▶ Work task
Reproduce the entries below word for word, from their beginning up to and including the line containing "positive clicks: (359, 286) (345, 357)". Leave the pictures out of your answer.

▶ Entries supplied
= = = =

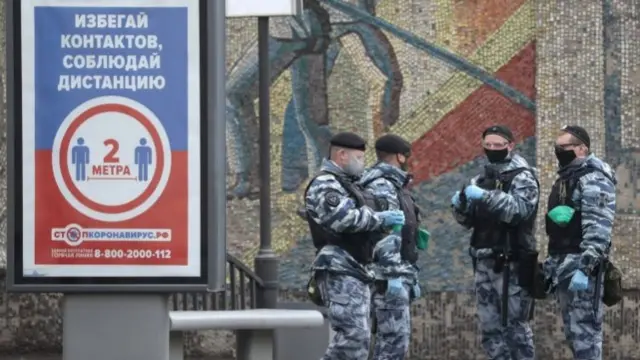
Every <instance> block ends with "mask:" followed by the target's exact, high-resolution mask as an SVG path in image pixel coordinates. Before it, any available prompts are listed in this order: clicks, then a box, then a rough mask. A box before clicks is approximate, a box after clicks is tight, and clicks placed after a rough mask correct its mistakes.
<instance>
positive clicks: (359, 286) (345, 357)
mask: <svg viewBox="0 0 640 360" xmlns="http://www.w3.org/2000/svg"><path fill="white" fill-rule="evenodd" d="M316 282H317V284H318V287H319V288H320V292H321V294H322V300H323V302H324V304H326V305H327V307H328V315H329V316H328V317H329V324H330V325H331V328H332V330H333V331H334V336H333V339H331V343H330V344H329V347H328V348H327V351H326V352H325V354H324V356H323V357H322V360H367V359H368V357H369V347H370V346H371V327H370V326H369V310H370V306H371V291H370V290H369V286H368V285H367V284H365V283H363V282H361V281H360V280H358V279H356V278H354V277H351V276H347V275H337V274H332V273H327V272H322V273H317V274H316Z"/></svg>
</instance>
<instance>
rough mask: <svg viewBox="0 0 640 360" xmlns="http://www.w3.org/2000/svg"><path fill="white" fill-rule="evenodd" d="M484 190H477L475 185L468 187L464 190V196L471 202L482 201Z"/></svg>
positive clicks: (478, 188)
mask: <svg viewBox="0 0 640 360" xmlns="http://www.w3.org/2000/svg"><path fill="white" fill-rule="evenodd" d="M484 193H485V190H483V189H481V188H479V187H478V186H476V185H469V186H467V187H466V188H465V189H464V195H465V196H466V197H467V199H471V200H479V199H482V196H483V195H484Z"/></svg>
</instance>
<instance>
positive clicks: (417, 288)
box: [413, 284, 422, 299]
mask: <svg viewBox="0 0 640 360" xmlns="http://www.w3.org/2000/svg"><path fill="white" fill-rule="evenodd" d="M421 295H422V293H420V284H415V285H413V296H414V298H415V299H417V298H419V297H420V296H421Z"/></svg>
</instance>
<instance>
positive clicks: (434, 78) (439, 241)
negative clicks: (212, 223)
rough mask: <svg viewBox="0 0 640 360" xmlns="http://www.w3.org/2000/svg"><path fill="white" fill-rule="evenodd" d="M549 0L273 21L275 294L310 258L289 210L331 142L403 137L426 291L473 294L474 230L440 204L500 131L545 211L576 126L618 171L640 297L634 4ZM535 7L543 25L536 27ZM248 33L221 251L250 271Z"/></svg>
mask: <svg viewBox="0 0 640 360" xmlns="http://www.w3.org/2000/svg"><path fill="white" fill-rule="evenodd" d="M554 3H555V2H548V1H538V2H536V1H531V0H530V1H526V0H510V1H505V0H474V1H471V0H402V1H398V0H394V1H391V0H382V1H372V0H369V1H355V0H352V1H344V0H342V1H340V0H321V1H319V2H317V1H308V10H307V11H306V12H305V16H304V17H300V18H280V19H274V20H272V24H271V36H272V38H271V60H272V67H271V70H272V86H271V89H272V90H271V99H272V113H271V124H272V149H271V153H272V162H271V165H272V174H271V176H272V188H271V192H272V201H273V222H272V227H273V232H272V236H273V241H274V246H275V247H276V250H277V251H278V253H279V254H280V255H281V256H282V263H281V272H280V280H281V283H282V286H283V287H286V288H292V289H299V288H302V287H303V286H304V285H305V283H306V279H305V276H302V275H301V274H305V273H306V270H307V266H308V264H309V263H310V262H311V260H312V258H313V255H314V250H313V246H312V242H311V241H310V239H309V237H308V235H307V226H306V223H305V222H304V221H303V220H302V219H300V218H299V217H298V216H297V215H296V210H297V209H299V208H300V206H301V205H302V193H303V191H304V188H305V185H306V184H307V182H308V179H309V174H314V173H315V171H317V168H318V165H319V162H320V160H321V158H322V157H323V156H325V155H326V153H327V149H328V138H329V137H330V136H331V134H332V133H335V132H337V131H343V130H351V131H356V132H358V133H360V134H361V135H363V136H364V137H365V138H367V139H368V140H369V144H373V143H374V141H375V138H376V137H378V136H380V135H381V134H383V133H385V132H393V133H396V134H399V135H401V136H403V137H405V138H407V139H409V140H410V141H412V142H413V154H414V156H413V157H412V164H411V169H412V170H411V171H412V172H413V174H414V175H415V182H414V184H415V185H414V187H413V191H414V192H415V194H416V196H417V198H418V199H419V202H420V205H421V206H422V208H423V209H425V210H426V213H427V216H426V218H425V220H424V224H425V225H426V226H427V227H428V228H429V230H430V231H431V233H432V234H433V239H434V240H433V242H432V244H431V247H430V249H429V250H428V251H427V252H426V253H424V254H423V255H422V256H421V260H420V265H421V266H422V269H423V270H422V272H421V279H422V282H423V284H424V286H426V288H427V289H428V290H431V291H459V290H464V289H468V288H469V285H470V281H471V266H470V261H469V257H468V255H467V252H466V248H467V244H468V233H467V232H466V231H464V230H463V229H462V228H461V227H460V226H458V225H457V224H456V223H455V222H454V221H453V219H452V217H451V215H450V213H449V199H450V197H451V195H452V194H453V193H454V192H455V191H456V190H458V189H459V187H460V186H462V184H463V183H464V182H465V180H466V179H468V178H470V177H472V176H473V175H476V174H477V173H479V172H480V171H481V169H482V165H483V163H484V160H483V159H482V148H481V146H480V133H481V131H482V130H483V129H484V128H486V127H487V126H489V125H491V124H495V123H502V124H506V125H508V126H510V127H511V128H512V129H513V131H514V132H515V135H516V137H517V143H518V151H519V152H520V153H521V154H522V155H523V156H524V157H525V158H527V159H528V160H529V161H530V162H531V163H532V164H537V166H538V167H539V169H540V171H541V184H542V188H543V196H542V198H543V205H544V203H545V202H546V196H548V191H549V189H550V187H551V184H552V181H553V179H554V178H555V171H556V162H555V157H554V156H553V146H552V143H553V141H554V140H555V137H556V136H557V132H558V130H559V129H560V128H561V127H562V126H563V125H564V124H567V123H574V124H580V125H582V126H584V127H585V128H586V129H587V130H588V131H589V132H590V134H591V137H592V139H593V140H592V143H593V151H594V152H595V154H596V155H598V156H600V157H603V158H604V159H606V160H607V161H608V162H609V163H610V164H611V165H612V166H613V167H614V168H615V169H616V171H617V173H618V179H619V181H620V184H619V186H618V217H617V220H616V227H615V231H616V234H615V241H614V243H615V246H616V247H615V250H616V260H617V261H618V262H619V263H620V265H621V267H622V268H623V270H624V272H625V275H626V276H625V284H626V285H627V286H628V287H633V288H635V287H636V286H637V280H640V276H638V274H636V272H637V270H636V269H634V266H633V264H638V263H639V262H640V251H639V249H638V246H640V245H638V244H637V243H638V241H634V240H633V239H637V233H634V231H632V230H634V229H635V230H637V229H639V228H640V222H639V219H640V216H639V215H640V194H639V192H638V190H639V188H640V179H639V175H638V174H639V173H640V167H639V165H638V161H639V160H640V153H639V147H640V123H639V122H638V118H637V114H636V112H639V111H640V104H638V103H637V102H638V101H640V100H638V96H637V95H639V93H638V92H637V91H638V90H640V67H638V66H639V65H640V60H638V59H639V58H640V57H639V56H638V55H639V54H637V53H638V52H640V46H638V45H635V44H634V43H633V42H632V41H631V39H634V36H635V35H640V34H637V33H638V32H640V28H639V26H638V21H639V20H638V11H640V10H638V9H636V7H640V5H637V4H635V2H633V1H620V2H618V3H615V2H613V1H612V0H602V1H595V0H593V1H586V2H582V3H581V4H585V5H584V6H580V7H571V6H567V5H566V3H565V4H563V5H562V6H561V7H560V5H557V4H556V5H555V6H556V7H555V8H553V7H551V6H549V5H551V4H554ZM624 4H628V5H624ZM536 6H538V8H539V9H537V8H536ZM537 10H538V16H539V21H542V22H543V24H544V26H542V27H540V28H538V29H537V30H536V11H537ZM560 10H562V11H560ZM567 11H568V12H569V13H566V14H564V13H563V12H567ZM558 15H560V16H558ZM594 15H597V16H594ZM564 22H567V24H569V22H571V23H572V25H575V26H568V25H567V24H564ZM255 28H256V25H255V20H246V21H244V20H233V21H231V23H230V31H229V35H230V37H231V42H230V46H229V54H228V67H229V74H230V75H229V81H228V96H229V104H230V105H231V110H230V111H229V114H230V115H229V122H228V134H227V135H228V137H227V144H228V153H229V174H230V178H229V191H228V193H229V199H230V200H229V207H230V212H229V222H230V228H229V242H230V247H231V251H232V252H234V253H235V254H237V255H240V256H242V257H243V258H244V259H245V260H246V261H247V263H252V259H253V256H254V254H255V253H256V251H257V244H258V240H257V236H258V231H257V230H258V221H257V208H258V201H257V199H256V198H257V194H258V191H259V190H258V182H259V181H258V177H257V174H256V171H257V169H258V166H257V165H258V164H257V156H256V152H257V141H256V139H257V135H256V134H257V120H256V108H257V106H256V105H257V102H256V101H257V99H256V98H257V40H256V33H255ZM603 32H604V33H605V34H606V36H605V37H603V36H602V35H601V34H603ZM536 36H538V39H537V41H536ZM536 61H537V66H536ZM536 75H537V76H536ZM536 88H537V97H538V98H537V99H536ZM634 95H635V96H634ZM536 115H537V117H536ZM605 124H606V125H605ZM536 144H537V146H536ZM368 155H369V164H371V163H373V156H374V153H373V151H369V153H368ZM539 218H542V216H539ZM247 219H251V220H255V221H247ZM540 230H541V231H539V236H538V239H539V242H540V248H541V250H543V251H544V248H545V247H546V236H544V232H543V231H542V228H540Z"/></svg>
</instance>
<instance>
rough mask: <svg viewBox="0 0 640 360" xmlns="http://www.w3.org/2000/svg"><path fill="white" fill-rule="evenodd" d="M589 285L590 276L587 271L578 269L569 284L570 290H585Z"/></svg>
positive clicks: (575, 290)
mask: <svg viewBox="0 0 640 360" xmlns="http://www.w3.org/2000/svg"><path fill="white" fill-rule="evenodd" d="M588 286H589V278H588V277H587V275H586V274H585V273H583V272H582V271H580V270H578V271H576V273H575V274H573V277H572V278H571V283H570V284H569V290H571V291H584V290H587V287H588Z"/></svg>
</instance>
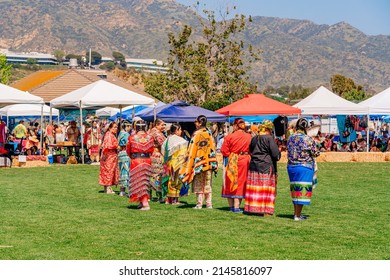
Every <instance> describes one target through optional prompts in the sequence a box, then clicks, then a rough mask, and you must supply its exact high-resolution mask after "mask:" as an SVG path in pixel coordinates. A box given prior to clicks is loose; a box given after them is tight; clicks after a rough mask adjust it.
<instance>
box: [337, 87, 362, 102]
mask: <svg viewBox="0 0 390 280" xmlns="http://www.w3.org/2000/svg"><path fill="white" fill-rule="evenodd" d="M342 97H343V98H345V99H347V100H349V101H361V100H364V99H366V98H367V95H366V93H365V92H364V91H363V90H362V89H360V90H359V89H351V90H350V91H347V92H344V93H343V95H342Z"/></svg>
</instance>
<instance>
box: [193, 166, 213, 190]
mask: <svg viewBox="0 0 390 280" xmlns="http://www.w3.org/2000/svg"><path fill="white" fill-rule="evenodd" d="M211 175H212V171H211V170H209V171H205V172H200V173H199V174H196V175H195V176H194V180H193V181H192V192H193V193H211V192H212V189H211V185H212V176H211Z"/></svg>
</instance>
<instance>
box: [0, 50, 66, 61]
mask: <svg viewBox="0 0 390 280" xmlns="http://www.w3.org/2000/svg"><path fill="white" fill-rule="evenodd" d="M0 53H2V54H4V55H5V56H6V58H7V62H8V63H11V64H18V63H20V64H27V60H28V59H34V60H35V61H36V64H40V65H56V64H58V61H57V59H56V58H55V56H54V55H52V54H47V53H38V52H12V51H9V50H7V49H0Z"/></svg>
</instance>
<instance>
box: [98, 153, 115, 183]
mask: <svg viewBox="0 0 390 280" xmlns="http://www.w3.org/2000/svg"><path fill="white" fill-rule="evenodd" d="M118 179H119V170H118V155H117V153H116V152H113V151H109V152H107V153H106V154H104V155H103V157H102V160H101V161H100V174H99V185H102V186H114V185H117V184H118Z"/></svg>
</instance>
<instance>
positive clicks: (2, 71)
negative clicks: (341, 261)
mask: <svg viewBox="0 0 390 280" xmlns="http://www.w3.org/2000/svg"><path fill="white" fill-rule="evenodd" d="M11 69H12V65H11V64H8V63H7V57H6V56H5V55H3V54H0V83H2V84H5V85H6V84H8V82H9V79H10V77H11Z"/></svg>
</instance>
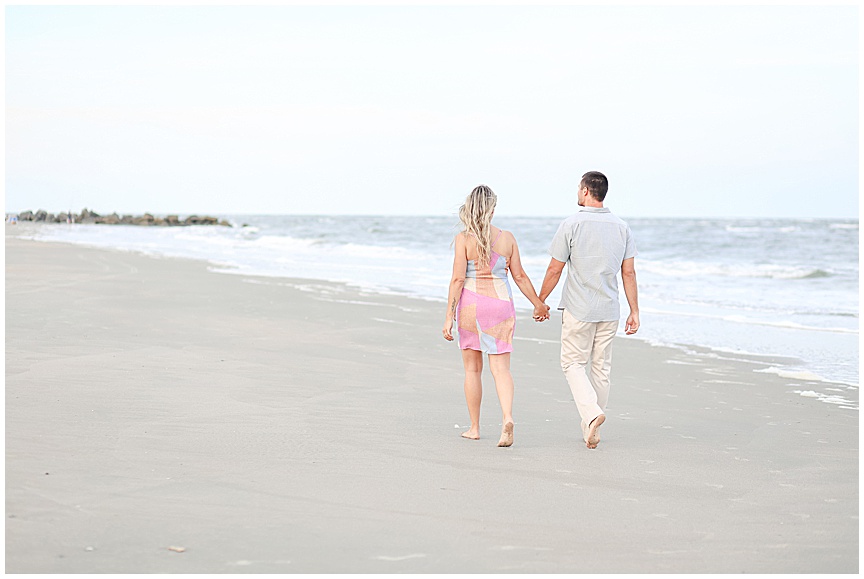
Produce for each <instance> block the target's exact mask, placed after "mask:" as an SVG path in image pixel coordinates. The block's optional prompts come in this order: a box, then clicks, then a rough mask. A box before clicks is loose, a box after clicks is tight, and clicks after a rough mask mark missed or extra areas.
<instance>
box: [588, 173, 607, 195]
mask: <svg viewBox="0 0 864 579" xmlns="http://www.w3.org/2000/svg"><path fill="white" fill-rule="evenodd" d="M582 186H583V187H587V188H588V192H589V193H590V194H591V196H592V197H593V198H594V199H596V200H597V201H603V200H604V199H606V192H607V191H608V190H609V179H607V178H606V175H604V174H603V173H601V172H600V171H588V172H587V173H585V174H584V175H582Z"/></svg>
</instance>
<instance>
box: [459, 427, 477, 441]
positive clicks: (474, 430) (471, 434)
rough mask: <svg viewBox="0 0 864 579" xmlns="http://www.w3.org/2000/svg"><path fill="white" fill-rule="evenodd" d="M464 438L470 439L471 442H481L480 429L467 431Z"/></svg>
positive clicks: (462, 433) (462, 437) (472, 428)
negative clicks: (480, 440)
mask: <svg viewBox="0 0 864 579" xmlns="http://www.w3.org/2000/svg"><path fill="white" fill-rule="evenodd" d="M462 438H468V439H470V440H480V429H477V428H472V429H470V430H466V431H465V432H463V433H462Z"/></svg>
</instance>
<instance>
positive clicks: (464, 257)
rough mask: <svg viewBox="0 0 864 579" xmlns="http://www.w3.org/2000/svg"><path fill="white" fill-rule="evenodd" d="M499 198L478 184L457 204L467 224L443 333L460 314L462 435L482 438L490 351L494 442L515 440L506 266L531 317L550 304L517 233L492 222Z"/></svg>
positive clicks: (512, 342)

= = = =

▶ Answer to the exercise
Every <instance> block ends with "mask:" followed by the target's exact, high-resolution mask as an SVG path in image pixel coordinates. Before it, any available prompts are listed in this order: clicks, then a box, then a rough mask. A box before clicks is approximate, a box after clicks is tight, and clicks placed after a rough mask correct its mistakes.
<instance>
positive clicks: (359, 286) (345, 357)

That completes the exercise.